Items from a dataset

---*---

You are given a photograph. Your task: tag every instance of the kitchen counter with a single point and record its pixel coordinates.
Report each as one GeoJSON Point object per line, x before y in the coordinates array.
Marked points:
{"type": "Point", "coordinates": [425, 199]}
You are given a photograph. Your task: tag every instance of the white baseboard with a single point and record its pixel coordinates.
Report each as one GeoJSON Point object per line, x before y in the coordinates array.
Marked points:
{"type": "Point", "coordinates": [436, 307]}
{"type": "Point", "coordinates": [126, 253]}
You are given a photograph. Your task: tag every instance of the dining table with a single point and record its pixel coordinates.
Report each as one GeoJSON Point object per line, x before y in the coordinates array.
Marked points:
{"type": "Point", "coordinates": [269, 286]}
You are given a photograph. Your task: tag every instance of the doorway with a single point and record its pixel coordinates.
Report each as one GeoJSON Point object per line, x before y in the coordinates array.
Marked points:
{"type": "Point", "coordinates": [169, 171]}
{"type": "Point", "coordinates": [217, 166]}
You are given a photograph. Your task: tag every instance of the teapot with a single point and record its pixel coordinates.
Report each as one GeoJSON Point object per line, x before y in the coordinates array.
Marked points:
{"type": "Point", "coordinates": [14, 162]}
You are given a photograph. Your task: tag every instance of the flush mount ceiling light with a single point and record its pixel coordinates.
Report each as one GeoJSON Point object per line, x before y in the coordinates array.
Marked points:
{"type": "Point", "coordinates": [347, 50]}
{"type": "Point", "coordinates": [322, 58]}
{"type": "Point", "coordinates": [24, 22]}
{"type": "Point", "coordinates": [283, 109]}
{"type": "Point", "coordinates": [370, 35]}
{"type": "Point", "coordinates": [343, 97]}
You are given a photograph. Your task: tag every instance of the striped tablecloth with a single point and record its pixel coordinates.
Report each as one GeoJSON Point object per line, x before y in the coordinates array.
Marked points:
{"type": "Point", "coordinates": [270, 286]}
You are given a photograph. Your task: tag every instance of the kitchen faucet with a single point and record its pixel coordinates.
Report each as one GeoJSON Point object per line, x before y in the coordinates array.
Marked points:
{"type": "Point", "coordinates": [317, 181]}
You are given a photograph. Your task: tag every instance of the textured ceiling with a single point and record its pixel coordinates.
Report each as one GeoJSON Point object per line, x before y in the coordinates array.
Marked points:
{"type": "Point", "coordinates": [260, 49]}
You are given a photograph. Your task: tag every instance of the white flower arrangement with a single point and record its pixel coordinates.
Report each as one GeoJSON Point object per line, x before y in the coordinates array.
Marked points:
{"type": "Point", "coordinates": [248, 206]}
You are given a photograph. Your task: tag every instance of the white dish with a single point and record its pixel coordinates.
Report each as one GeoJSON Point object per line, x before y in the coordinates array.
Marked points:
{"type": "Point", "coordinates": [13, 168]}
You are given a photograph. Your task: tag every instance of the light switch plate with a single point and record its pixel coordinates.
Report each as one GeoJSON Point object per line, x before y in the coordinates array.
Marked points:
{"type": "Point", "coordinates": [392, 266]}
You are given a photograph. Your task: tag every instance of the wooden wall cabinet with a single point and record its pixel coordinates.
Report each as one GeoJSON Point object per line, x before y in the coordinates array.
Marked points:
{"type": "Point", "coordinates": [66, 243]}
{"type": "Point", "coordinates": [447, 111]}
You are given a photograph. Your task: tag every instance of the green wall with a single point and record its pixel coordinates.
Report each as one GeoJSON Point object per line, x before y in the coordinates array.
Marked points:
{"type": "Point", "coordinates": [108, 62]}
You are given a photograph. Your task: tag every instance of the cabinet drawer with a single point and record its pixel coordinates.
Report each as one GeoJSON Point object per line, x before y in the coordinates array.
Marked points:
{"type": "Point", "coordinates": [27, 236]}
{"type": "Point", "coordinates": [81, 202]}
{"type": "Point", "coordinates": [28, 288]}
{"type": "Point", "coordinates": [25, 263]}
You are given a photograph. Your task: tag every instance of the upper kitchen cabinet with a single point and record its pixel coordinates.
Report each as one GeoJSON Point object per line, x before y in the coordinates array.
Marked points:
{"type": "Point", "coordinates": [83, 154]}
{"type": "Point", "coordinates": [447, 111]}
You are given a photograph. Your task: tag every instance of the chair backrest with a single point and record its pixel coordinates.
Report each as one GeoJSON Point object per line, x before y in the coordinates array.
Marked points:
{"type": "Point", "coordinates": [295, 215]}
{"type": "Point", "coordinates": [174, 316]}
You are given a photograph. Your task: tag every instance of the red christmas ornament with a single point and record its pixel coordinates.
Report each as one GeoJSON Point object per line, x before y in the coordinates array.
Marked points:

---*---

### INSTRUCTION:
Go through the records above and set each one down exactly, please.

### TASK SOLUTION:
You are given a photograph. Your task: tag every instance of the kitchen counter with a single point and record its pixel coordinates.
Report each as one GeoJSON Point object per line, x before y in the coordinates array.
Marked points:
{"type": "Point", "coordinates": [425, 199]}
You are given a photograph. Your task: tag every instance of the white baseboard with a single point and record its pixel coordinates.
Report each as one GeoJSON Point object per line, x before y in the coordinates array.
Marked points:
{"type": "Point", "coordinates": [436, 307]}
{"type": "Point", "coordinates": [126, 253]}
You are given a photograph. Your task: tag every instance of the dining table with a single point and record its pixel coordinates.
Report each as one GeoJSON Point object per line, x before y in the coordinates array.
Marked points:
{"type": "Point", "coordinates": [269, 286]}
You are given a photograph. Your task: tag every instance of the doorway with a single point and record its pixel coordinates.
Report each as one GeoJSON Point object per line, x before y in the coordinates array.
Marked points:
{"type": "Point", "coordinates": [169, 171]}
{"type": "Point", "coordinates": [217, 166]}
You are given a photograph. Your task: tag every instance of the teapot with a single point and record its pixel coordinates.
Report each as one GeoJSON Point object per line, x before y in the coordinates array.
Marked points:
{"type": "Point", "coordinates": [14, 162]}
You are given a photograph. Your task: tag every instance of the flush mount ceiling light with a single point and record its pixel coordinates.
Report each as one GeoJSON Point object per line, x before y in the coordinates array.
Marked points:
{"type": "Point", "coordinates": [347, 50]}
{"type": "Point", "coordinates": [322, 58]}
{"type": "Point", "coordinates": [24, 22]}
{"type": "Point", "coordinates": [283, 109]}
{"type": "Point", "coordinates": [370, 35]}
{"type": "Point", "coordinates": [343, 97]}
You are given a photograph. Your task: tag every instance of the striped tablecloth with a single point and record its pixel coordinates.
Report each as one GeoJSON Point object per line, x before y in the coordinates array.
Marked points:
{"type": "Point", "coordinates": [270, 286]}
You are given a photograph. Your task: tag every instance of the kitchen faucet with a single point and record its pixel coordinates.
Report each as one GeoJSON Point object per line, x before y in the coordinates array.
Marked points:
{"type": "Point", "coordinates": [317, 181]}
You are given a photograph. Your task: tag every instance of the textured ceiling with a single point and record its pixel coordinates.
Report each as one GeoJSON Point object per line, x before y in the coordinates array.
Marked points:
{"type": "Point", "coordinates": [260, 49]}
You are given a photograph. Your task: tag every instance of the white flower arrangement with a single point and record its pixel coordinates.
Report each as one GeoJSON Point object per line, x before y in the coordinates array.
Marked points:
{"type": "Point", "coordinates": [248, 206]}
You are given a photograph. Your task: tag every instance of the white dish with a single point and record its pixel coordinates.
Report each as one GeoJSON Point object per line, x before y in the coordinates array.
Marked points:
{"type": "Point", "coordinates": [13, 168]}
You are given a photograph. Your task: tag every instance of the light switch plate with a single point and record its pixel coordinates.
Report each as one GeoJSON Point object per line, x before y in the coordinates array.
Marked points:
{"type": "Point", "coordinates": [392, 266]}
You are given a photograph. Your task: tag every instance of the wooden wall cabinet with a single point and record its pixel coordinates.
Report each as one GeoJSON Point object per line, x before y in the coordinates array.
Marked points:
{"type": "Point", "coordinates": [66, 243]}
{"type": "Point", "coordinates": [447, 111]}
You are given a photograph. Your task: tag every instance of the green wall with a single point and record its pixel coordinates.
Report each as one GeoJSON Point object per line, x before y in the coordinates array.
Marked points:
{"type": "Point", "coordinates": [108, 62]}
You are given a photograph. Your task: tag every instance of the cabinet drawer with a single point and record its pixel coordinates.
Report each as one GeoJSON Point object per line, x before y in the coordinates array.
Marked points:
{"type": "Point", "coordinates": [27, 236]}
{"type": "Point", "coordinates": [81, 202]}
{"type": "Point", "coordinates": [28, 288]}
{"type": "Point", "coordinates": [25, 263]}
You are given a photograph. Your task: tag every instance of the upper kitchen cabinet with a single point and record its pixel coordinates.
Report each as one GeoJSON Point object per line, x before y in the coordinates array.
Marked points:
{"type": "Point", "coordinates": [83, 154]}
{"type": "Point", "coordinates": [447, 111]}
You are given a photograph. Your task: tag every instance of the chair backrest with a single point and record its pixel coordinates.
Report each as one GeoJSON Point object per line, x before y in the coordinates array.
Marked points:
{"type": "Point", "coordinates": [295, 215]}
{"type": "Point", "coordinates": [174, 316]}
You are given a photograph. Your task: tag every instance of the red christmas ornament with a single point and record its pixel coordinates.
Report each as one GeoJSON Point object per line, x before y in the coordinates array.
Marked points:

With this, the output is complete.